(Reading text Opens)

A: TSV (Tab-Separated Values) is a plain text format for storing tabular data where columns are separated by tab characters (U+0009) and rows by newlines. TSV is registered with IANA as text/tab-separated-values. It is simpler than CSV because tab characters rarely appear in data values, reducing quoting and escaping complexity.
Q: How does the converter extract tables from DocBook?
A: The converter identifies all <table> and <informaltable> elements in the DocBook document. It extracts header rows from <thead> and data rows from <tbody>. Each <entry> element becomes a tab-separated field. If a document contains multiple tables, they can be output as separate TSV files or combined with blank-line separators.
Q: What is the difference between TSV and CSV?
A: TSV uses tab characters as delimiters while CSV uses commas. TSV's main advantage is that tab characters rarely appear in natural data, so values do not need quoting or escaping. CSV requires quoting values that contain commas, double quotes, or newlines. TSV is often preferred for data containing addresses, descriptions, or other text with commas.
Q: Can I open TSV files in Excel?
A: Yes, Excel, Google Sheets, and LibreOffice Calc all open TSV files natively. In Excel, you can open a .tsv file directly, and Excel will automatically detect the tab delimiter. You can also use Data > From Text and specify tab as the delimiter. Google Sheets handles TSV files through the import function with automatic delimiter detection.

(Reading text Closes)
(Dataset extract Opens)

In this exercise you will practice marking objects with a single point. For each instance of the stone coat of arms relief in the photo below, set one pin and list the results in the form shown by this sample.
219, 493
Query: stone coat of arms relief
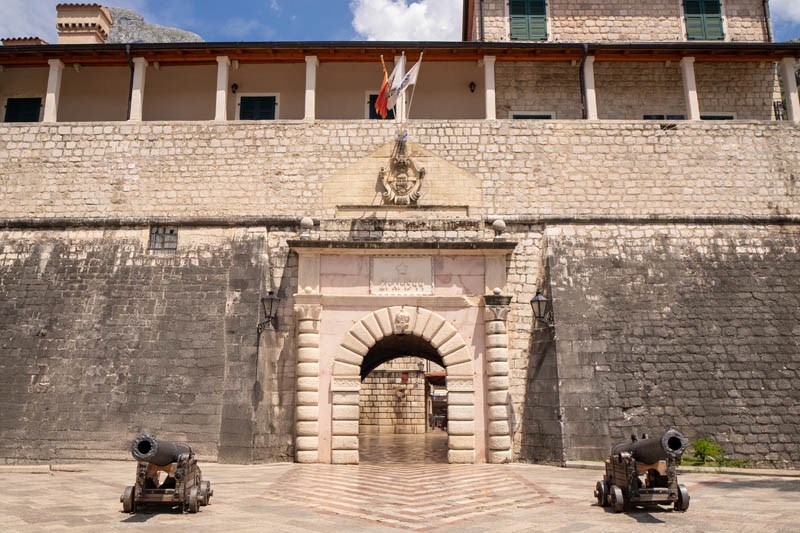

(Dataset extract Closes)

» Task directions: Copy the TSV text from "A: TSV (Tab-Separated" through "with blank-line separators.", changing "DocBook" to "DITA" each time it appears.

» Result:
A: TSV (Tab-Separated Values) is a plain text format for storing tabular data where columns are separated by tab characters (U+0009) and rows by newlines. TSV is registered with IANA as text/tab-separated-values. It is simpler than CSV because tab characters rarely appear in data values, reducing quoting and escaping complexity.
Q: How does the converter extract tables from DITA?
A: The converter identifies all <table> and <informaltable> elements in the DITA document. It extracts header rows from <thead> and data rows from <tbody>. Each <entry> element becomes a tab-separated field. If a document contains multiple tables, they can be output as separate TSV files or combined with blank-line separators.